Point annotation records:
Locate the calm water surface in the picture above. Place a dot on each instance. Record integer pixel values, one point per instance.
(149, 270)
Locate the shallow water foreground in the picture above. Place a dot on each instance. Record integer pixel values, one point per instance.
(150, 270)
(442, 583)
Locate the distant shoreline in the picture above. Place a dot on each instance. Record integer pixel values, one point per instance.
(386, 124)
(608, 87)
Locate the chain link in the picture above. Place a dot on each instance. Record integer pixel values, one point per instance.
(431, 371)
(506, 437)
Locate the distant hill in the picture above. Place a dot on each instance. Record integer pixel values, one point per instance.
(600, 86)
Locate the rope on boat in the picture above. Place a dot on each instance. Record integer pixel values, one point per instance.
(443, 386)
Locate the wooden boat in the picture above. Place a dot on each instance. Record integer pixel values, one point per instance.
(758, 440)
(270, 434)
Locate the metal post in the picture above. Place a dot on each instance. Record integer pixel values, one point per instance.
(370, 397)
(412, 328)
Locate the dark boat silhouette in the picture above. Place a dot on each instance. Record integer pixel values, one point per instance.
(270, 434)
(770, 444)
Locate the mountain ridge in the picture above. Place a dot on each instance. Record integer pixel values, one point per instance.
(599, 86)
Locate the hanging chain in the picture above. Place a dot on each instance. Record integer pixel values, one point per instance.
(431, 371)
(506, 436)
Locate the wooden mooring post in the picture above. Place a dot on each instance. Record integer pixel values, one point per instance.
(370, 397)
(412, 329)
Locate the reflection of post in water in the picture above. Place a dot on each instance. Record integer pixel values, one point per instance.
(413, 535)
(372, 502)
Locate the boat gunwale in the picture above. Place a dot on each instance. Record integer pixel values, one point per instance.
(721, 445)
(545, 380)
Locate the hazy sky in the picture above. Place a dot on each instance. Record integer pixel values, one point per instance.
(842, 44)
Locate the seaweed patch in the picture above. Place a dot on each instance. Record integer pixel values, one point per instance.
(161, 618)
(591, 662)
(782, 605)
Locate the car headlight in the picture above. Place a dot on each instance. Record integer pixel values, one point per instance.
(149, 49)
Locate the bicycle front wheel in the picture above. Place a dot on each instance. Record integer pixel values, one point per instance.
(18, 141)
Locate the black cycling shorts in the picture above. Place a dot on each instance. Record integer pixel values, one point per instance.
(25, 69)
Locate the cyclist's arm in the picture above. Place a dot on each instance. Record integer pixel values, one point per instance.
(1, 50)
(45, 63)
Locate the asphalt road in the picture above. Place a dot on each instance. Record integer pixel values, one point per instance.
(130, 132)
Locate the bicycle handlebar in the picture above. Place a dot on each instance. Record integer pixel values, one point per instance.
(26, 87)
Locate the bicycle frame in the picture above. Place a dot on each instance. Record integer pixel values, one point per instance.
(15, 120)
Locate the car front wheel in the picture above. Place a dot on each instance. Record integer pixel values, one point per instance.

WHAT TO DO: Quote all of the rows above verbatim, line for line, from the first to the last.

WORKED ANSWER:
Locate the calm water surface in the picture above. Place a dot on each instance. Record integer pixel values, one point per instance.
(149, 270)
Locate the shallow water foreground in the picture above. Place a dot on each instance. Record integer pixel values, one point per instance.
(150, 270)
(442, 583)
Locate the distant shoreline in the picture above. Place a dot on each instance. Record integer pixel values, one point per instance.
(386, 124)
(608, 87)
Locate the chain link in the picture above. Place a dot on each instance. Record integer pixel values, one point per instance.
(431, 371)
(506, 437)
Locate the distant hill in the picture above. Place a dot on each instance. Record integer pixel values, one point per instance.
(600, 86)
Locate the rope on boat in the picture above. Place a dot on each instance. Record integer pixel values, one point per instance.
(443, 386)
Locate the wooden boat in the picture above. Place a dot on each instance. Record integer pixel values, one point per instance.
(758, 440)
(270, 434)
Locate the metal post in the picture above. Place a dot on each instance. Record integer pixel values, one point per instance.
(370, 397)
(412, 328)
Locate the dark boat silhouette in the picture above. Place a dot on each instance. Record integer pixel values, one point per instance.
(270, 434)
(770, 444)
Locate the mountain ridge in the picture above. Place a dot on each instance. Record integer pixel values, one point per instance.
(599, 86)
Locate the hanging chain in the picture above. Place a dot on each instance. Record integer pixel values, one point per instance.
(431, 371)
(506, 436)
Locate the wooden mooring post in the picture above. Place a dot on each instance. Record integer pixel values, one point per instance.
(370, 397)
(412, 329)
Locate the reflection of post in water in the picture above. Place a dot on each instance. Record integer pixel values, one point per instance.
(413, 535)
(372, 502)
Locate the boat gunwale in the picture above. Place a dot on each instance. Record integer pixel values, one point per instance.
(721, 445)
(545, 380)
Locate the hazy sky in the picture above. Place a dot on each instance. Record integer pixel values, one point per instance.
(842, 44)
Locate the seaweed patch in the picture above. Place a dot on each instance. Record integer pixel values, one point per instance.
(161, 618)
(591, 662)
(782, 605)
Locate the car headlight in the picture above. Place a dot on each instance. Record integer pixel values, one point per instance.
(149, 49)
Locate the bicycle front wheel in the picture above. Place a dot on each instance. Record integer pixel values, one point per instance.
(18, 141)
Locate the black cycling shorts in the picture above. Place a dot on each instance. Record integer pixel values, one point per instance.
(25, 69)
Locate the cyclist's arm in the picture above. Place a dot on each instance. Record integer pixel values, one point per instance.
(1, 50)
(45, 63)
Locate the asphalt road in the picture above. Place a dot on each instance. Record integer pixel values, one point per instance.
(130, 132)
Locate the bicycle handlebar in the picture above. Place a dot on each instance. Record integer pixel values, one point per instance.
(26, 87)
Locate the bicycle frame in the picture above. Place a dot on each instance. Record integer pixel values, one point per instance.
(15, 120)
Locate the car front wheel in the picture above. Place a dot on each instance. Record integer pixel values, one point per instance.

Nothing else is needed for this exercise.